* [ARTICLE]:
"He has shown you, O man, what is good. And what does the LORD require of you? To act justly and to love mercy and to walk humbly with your God."
Micah 6:8

Tuesday, June 15, 2010

Clay in the Potter's Hand (Part 2)

The coach ended the call by saying how much he was going to miss Robbie on the team and how he wished that some of the other players possessed his personality.

After hanging up the phone I was fighting off tears.  I couldn't even pinpoint my feelings at the time.  But, prayed Lord help me, help us, help Robbie with this news.  Your plan is perfect, I know this to be true.

I called Bob immediately and told him of what I was just told.  He was actually on our street getting ready to pull in the driveway at the time I was calling him....accidental? I think not!  God amazes me...He knew what Robbie needed...his dad.

We pulled three chairs up and sat on that patio and Bob began to tell Robbie.

(side note: you know how a conversation is happening but somehow you are thinking like 3 different things simultaneously while people are talking.....well, I was. Just thanking the Lord for such a wise husband and loving dad who sat there and gently gave the news to his son.  Told him how proud we were of him and what a blessing he is to us and that we hurt for him and are there for him through this tough time while also... fuming over why and how the coaches came to this decision, thinking, doesn't loyalty count for anything anymore? and instantly comparing his abilities against others lack of abilities......ugh.....my heart was looking pretty ugly, stinkin sin. Then started confessing....yeah all that was going on at the same time.....scary, I know!)

Robbie's face was one of sadness, confusion, and just plain shock.  Bob and I are both verbal processors so when he told us he needed some time to let it sink in....it was killing us.  We hugged him and let him kick the soccer ball around the yard.

About a half hour later, I asked him if he wanted to go up to the field and kick the ball around and shoot on goal with the rest of our crew.  He did, so the kids and I loaded up in the van.  He got in the front seat, reached for my ipod and played this song real loud....I glanced over and streams of tears were coming down his face as he sang these words...
(turn music off on right side bar to listen to video)


I fought hard not to cry but did and told him how much I loved him.  In that moment, I can honestly say, Thank you Lord!!

Thank you, because life is not about the A team.  Life is about so much more.  If we only ever lived on the A-team we would miss out on all that God has for us to learn.  God's word promises us that we will endure hard times..

Romans 5:2b-5
And we rejoice in the hope of the glory of God. Not only so, but we also rejoice in our sufferings, because we know that suffering produces perseverance; perseverance, character; and character, hope.  And hope does not disappoint us, because God has poured out his love into our hearts by the Holy Spirit, whom he has given us.

All of those things are refining us for who Jesus wants us to become.

I really don't want my children to go through life thinking it is easy street.  They need to feel these pressures, they need to struggle because for one thing, life is real hard.  To have these moments and be given a chance to speak into his life is just a gift from the giver Himself.  He has given Robbie the ability to call on His name for comfort, He has given him an opportunity to be a light to a different team, He has given him an opportunity to use his talent for His glory not for Robbie's.  His plan is perfect.  He is the Potter who allows different experiences to come into our lives to shape our character and to mold us into what He wants us to be.  He loves us this much!

* [GIVEN ENTRIES]:
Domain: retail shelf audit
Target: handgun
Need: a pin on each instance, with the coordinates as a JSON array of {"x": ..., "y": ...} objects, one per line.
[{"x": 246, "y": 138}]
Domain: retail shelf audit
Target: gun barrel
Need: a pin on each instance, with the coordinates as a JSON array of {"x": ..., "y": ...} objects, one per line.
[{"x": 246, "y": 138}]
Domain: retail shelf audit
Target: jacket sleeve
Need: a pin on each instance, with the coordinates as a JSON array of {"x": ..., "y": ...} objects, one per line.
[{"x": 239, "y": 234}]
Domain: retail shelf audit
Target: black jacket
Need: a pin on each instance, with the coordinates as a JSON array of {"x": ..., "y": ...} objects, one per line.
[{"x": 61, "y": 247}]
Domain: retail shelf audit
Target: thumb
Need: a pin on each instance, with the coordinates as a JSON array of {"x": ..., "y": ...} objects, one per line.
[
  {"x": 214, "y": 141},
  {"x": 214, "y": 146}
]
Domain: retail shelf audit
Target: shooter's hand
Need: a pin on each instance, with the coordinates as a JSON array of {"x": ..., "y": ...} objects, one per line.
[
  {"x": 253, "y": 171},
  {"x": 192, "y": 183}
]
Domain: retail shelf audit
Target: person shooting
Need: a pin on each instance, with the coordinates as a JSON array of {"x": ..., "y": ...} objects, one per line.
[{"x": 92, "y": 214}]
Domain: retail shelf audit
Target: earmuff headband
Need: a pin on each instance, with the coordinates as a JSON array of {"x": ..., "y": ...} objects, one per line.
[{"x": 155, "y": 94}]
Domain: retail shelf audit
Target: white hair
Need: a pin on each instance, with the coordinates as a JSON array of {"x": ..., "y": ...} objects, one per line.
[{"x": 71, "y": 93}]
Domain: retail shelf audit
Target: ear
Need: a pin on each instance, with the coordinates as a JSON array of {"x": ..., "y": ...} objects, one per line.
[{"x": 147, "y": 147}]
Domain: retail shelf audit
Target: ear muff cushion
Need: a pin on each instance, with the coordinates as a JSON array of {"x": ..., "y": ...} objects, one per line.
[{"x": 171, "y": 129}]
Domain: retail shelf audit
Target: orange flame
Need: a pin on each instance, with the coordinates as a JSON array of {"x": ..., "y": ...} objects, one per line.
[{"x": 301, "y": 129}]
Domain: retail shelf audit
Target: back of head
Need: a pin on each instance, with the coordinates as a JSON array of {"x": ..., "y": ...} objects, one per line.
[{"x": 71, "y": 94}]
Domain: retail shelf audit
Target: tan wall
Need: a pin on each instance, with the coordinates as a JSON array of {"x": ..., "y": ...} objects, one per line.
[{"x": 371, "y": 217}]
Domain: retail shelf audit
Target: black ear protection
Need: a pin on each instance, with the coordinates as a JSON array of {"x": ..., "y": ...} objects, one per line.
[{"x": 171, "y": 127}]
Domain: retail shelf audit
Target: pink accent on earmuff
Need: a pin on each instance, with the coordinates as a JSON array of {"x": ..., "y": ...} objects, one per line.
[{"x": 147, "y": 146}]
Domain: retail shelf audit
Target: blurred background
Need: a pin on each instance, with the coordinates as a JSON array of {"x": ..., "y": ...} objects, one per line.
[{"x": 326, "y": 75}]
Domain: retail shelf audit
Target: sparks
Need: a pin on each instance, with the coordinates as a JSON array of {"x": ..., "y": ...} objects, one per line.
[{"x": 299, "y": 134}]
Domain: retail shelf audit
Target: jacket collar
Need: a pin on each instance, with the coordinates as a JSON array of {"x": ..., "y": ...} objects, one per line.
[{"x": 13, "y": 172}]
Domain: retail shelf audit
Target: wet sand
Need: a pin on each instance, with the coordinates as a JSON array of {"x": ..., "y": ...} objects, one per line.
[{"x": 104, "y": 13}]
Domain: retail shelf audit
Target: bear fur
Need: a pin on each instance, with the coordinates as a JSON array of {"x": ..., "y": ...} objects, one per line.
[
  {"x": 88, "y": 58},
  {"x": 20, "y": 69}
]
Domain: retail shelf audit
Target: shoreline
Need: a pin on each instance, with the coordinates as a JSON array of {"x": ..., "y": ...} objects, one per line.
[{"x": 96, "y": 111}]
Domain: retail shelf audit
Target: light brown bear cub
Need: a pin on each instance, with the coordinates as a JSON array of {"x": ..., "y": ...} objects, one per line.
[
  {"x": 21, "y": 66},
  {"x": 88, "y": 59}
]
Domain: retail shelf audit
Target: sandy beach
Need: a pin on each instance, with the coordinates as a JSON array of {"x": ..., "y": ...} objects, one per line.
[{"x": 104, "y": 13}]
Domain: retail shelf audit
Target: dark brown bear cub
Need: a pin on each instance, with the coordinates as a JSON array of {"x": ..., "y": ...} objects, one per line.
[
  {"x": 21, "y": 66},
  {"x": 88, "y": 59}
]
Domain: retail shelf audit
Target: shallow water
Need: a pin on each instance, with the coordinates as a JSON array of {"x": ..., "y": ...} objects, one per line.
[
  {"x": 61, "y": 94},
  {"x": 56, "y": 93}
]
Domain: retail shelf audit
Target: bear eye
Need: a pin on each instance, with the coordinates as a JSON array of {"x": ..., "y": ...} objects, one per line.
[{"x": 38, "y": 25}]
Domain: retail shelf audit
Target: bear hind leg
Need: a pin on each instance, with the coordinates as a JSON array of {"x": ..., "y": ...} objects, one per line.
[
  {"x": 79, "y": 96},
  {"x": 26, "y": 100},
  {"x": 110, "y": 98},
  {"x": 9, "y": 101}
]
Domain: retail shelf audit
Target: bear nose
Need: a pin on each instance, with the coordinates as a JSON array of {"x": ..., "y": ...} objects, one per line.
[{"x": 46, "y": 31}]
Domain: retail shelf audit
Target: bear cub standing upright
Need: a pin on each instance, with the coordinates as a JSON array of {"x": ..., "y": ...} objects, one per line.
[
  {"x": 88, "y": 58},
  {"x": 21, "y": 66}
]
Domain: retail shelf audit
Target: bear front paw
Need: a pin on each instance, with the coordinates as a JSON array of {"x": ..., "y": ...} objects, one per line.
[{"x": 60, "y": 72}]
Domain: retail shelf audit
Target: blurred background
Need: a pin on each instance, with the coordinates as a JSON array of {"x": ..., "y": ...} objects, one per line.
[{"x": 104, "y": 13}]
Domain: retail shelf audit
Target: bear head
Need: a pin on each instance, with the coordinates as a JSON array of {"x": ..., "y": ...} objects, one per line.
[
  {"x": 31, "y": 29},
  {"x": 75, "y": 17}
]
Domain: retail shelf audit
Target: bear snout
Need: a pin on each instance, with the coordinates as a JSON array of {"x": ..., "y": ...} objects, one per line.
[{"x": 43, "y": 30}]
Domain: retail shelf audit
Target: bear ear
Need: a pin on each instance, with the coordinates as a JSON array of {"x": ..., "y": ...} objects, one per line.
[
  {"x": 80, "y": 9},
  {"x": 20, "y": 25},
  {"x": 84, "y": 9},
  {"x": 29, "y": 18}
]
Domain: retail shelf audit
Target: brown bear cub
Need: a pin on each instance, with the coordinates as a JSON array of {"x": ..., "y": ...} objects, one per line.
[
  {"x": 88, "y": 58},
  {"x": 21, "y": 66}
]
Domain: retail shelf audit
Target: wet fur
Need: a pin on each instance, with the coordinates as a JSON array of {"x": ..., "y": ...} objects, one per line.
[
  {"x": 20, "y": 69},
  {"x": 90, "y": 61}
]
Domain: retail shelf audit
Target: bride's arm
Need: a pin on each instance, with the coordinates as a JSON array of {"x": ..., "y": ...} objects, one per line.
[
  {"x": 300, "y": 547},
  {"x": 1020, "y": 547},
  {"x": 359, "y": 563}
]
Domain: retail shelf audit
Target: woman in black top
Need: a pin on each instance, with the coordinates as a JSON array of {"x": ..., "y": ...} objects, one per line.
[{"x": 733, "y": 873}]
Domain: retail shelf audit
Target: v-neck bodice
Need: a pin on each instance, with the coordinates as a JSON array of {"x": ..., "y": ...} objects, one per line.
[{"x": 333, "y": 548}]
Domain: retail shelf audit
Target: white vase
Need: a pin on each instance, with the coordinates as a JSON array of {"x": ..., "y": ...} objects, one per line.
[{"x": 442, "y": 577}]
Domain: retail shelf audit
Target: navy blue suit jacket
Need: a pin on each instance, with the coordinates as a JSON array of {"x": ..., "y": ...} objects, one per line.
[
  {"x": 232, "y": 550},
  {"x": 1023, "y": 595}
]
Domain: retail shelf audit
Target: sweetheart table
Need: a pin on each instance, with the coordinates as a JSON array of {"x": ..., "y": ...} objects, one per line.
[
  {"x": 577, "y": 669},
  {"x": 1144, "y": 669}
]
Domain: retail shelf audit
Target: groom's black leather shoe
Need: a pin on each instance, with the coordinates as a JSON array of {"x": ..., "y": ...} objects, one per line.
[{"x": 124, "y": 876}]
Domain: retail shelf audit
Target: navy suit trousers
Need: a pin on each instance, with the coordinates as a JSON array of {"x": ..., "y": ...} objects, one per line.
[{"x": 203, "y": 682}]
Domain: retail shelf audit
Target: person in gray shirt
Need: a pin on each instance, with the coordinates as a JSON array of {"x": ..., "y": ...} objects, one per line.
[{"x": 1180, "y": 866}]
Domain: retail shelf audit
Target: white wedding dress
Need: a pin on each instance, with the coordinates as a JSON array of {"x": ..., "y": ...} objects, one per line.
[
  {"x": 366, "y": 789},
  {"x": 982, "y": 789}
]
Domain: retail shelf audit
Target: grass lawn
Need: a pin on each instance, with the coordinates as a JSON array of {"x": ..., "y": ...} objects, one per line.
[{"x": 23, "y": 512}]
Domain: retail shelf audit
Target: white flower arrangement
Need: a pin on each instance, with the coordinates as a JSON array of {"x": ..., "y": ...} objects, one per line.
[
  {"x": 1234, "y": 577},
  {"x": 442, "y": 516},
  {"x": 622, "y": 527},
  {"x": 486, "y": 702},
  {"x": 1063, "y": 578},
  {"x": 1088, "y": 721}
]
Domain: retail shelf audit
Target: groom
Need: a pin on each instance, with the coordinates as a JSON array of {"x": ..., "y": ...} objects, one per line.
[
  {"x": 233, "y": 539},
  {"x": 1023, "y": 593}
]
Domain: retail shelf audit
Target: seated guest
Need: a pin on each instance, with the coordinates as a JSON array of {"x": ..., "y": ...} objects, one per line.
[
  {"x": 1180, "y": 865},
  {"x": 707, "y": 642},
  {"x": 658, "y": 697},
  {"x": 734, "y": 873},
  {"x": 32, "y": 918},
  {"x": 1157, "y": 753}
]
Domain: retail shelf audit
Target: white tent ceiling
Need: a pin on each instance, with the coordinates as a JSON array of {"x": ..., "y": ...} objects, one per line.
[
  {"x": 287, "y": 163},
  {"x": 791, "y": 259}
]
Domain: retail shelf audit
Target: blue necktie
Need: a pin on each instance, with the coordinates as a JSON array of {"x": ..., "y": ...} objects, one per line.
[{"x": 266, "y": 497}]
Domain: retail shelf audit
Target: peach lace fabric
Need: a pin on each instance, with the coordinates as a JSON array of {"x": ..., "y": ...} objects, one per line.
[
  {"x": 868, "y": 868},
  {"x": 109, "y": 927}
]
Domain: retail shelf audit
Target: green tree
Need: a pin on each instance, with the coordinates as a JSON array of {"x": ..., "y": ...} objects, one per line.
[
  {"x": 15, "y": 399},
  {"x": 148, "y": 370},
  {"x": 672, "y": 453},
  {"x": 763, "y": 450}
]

* [WHAT THIS EXERCISE ASKS]:
[a] According to the post, where was Bob when the writer called him?
[b] List each line of the listing that contains the string "groom", matching case exactly.
The post and the listing have nothing to do with each other.

* [SOLUTIONS PER TASK]:
[a] He was on their street, getting ready to pull into the driveway.

[b]
Target: groom's black leather shoe
Target: groom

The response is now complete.